» **Records provided**:
____________________
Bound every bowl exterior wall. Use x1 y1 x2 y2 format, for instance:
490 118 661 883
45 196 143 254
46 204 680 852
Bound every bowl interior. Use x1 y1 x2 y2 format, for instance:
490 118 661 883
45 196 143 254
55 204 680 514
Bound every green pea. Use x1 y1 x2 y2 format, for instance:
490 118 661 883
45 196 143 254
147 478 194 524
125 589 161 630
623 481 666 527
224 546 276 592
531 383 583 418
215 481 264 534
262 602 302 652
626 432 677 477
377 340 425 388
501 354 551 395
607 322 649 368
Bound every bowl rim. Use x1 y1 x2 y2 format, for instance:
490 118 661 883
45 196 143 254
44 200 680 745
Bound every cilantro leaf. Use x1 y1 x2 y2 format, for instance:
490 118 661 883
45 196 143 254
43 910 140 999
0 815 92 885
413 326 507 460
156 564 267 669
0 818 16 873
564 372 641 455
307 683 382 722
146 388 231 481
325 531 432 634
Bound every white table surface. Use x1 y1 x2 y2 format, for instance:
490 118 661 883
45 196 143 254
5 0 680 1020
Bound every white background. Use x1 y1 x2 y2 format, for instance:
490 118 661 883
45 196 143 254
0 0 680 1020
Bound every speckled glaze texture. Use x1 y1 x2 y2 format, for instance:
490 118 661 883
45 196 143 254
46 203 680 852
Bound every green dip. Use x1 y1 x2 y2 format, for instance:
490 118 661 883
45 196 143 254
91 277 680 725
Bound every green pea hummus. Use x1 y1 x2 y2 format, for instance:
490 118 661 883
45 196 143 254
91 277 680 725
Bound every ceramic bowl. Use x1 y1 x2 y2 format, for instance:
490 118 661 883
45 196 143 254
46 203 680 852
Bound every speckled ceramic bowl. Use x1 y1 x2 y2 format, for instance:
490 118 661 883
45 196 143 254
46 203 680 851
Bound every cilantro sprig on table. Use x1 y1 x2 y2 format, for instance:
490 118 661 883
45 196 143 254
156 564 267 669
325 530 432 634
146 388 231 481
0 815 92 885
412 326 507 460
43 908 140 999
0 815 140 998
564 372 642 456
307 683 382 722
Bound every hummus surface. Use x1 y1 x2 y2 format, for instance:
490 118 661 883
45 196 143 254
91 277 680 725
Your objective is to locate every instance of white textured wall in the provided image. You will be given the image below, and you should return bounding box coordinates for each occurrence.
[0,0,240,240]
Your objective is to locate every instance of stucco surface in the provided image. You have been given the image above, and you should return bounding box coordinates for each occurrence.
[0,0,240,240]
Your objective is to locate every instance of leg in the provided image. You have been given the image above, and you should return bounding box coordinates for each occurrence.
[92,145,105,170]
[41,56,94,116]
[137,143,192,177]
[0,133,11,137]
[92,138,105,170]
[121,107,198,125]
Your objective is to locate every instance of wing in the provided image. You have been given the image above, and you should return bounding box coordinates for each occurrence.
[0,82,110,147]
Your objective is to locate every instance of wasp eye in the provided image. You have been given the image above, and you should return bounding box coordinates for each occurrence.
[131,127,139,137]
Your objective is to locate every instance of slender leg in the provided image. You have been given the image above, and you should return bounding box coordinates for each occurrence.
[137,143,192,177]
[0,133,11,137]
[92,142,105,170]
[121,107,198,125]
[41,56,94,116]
____________________
Please rescale the records from the start through the line that has "55 204 680 514", writing out every line again, requests included. Multiply each bounding box coordinate in the answers by 1.75 and round to whole numbers, halves up, leaving the requests and their sample coordinates unchanged.

» **The reply**:
Bound every bowl exterior wall. Use x1 y1 x2 y2 format, for instance:
490 118 661 883
45 196 143 254
81 357 1190 1491
Bound every bowl interior. Use x1 y1 x2 y2 format, for instance:
490 118 661 883
45 196 143 254
96 357 1190 900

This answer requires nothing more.